[JOB] Please copy every line of the records below word for word, without changing anything.

[GIVEN ENTRIES]

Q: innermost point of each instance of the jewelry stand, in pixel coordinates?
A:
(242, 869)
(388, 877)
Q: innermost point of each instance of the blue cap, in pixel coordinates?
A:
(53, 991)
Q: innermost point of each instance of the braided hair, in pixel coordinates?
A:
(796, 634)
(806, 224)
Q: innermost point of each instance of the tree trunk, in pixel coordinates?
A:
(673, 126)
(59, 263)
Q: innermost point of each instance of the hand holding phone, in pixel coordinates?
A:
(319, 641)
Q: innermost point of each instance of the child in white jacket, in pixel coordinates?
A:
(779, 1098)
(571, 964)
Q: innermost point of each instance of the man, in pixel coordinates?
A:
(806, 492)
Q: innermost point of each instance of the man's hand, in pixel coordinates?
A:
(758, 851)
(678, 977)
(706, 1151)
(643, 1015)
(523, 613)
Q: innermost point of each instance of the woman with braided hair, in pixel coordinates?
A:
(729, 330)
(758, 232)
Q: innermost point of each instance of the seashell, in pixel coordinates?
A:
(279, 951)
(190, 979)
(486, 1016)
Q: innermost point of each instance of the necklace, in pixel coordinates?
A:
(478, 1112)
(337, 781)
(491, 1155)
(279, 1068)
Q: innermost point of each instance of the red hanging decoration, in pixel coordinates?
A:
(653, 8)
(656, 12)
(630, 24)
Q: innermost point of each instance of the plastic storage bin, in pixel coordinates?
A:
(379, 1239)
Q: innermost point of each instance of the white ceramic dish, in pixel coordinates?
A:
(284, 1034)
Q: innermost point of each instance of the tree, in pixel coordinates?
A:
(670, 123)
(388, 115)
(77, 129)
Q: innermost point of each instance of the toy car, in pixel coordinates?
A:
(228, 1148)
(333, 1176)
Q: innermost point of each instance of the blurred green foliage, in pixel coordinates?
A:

[IN RESPONSE]
Q: innermost point of each instance of the jewelry stand, in pixel coordinates?
A:
(242, 869)
(388, 877)
Q: innermost point of each instance of the blue cap, in pixel coordinates?
A:
(53, 991)
Q: innermost point of each instance of the braided hair, in pixel coordinates?
A:
(796, 634)
(806, 224)
Q: innermost point of each instance of the tree trunk, in pixel coordinates?
A:
(673, 126)
(59, 263)
Q: innermost point of each instance of the hand holding phone, in pixel coordinates?
A:
(319, 641)
Q: innermost point of each instance of the child in white jacket, in pixel coordinates?
A:
(779, 1098)
(571, 964)
Q: innermost point of each instance of the man, in pixel coordinates?
A:
(806, 492)
Q: innermost point of each instance of the man's hand, in pixel coordinates?
A:
(758, 851)
(678, 977)
(706, 1151)
(643, 1015)
(523, 613)
Q: innermost point of each instance of the woman with braided hair, in pixel coordinates?
A:
(729, 330)
(758, 232)
Q: innermost point of each instance of the seashell, in pixel coordinates?
A:
(279, 951)
(190, 979)
(486, 1016)
Q: innermost point of each instance of the necklace, in pixel coordinates?
A:
(478, 1112)
(337, 781)
(491, 1155)
(279, 1068)
Q: innermost point of each instance of the red hanging decoration, in pixel coordinates?
A:
(653, 8)
(656, 12)
(630, 24)
Q: innermost point of each instance of the plastic storage bin, in pixel coordinates?
A:
(379, 1239)
Q: innermost point of each instance of the white ceramic dish, in pixel coordinates?
A:
(284, 1034)
Q: innermost point of each instance of the tree, in pixel coordinates?
A:
(670, 123)
(388, 115)
(77, 129)
Q: innermost point of each instance of the toy car, in pixel coordinates?
A:
(228, 1148)
(333, 1176)
Q: innermost point of each instance of the blurred green foliage, in pixel coordinates?
A:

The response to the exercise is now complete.